### [Work order]
Reproduce the records below in full and word for word, excluding pictures.

Source records:
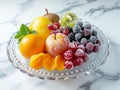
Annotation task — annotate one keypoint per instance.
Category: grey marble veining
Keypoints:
(104, 9)
(106, 77)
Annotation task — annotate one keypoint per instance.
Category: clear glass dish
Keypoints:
(95, 60)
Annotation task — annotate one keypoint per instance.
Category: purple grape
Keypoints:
(93, 39)
(79, 53)
(85, 58)
(87, 32)
(78, 36)
(87, 26)
(89, 47)
(71, 36)
(76, 29)
(98, 42)
(96, 48)
(81, 47)
(79, 23)
(78, 61)
(68, 55)
(83, 41)
(94, 32)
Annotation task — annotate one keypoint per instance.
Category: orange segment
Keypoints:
(59, 61)
(49, 63)
(31, 44)
(36, 61)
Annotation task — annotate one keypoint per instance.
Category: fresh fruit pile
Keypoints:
(57, 43)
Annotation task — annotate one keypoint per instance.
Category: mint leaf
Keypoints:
(18, 35)
(33, 32)
(24, 29)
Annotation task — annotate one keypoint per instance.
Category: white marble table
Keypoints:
(103, 13)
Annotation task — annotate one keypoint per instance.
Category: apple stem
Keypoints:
(46, 10)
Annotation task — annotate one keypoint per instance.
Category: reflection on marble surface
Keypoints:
(103, 13)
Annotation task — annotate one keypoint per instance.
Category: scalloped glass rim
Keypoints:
(95, 61)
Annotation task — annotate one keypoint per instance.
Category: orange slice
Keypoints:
(49, 63)
(36, 61)
(59, 61)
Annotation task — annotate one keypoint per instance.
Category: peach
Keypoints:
(56, 44)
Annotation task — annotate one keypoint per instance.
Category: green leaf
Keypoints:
(20, 38)
(33, 32)
(18, 35)
(24, 29)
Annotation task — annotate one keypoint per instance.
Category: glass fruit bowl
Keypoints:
(95, 60)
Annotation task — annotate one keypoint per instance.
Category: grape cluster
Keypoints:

### [Written answer]
Annotation task — annotate one keypoint per instance.
Category: grey marble veining
Keypoints:
(104, 9)
(106, 77)
Annotation task — annotate one keypoint per instance.
Category: clear glass dish
Keypoints:
(95, 60)
Annotation task — annotate one keypoint per instance.
Category: purple grape
Keypoints:
(93, 39)
(79, 53)
(85, 58)
(87, 32)
(78, 36)
(87, 26)
(89, 47)
(71, 36)
(76, 29)
(98, 42)
(96, 48)
(81, 47)
(79, 23)
(78, 61)
(68, 55)
(83, 41)
(94, 32)
Annotation task — annotate one keypoint per instance.
Category: orange segment
Keypoints:
(59, 61)
(49, 63)
(31, 44)
(36, 61)
Annotation task — annotate one keypoint per instance.
Category: fresh fruit pile
Keypoints:
(57, 43)
Annotation task — annotate one keypoint per instance.
Category: mint leaf
Keypoints:
(18, 35)
(33, 32)
(24, 29)
Annotation task — annotate one keypoint per instance.
Category: white marble table
Keypoints:
(103, 13)
Annotation task — annotate one keypoint per instance.
Category: apple stem
Keypoints:
(46, 10)
Annotation task — annotate one keypoint per instance.
Category: reflection on marble surface
Keypoints:
(103, 13)
Annotation task — annotate one keypoint per instance.
Category: scalloped glass rim
Keypoints:
(95, 61)
Annotation task — annotate one keypoint per instance.
Category: orange slice
Keypoints:
(49, 63)
(36, 61)
(59, 61)
Annotation task — annotate one keypoint per instance.
Category: peach
Keypoints:
(56, 44)
Annotation task — annotate one keypoint per instance.
Category: green leaf
Keypoints:
(20, 38)
(33, 32)
(18, 35)
(24, 29)
Annotation task — annotate one keypoint per instance.
Category: glass fruit bowl
Keypoints:
(95, 60)
Annotation task — annotate one keypoint per instance.
Category: grape cluster
Keypoints:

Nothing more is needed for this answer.